> _WHAT YOU NEED TO DO_: Report each line of the entries that contains the word "mountain", treating uppercase and lowercase letters as different.

> _RECORDS_:
-------------------------

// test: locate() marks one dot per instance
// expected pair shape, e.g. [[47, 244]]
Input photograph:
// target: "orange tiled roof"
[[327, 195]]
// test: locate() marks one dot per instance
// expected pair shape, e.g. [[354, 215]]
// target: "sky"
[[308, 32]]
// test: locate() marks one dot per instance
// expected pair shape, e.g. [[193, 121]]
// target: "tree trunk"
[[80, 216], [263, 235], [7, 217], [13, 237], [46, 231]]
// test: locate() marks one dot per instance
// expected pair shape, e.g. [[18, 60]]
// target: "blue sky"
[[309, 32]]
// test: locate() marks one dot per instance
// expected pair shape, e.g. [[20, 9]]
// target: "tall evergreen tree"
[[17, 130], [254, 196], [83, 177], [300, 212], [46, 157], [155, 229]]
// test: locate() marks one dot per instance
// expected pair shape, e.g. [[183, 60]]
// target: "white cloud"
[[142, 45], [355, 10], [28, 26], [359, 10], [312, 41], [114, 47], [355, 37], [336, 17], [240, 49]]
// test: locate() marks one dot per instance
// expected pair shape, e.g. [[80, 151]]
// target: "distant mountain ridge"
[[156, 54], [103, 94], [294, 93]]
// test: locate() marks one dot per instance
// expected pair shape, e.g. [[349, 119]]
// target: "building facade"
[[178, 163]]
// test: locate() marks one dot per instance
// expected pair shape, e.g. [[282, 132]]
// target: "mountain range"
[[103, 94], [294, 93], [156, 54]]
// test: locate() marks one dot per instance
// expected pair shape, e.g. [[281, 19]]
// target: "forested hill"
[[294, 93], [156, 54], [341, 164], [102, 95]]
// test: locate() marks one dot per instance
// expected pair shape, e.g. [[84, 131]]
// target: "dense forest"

-------------------------

> _TASK RESPONSE_:
// target: "distant mountain ridge"
// target: "mountain range"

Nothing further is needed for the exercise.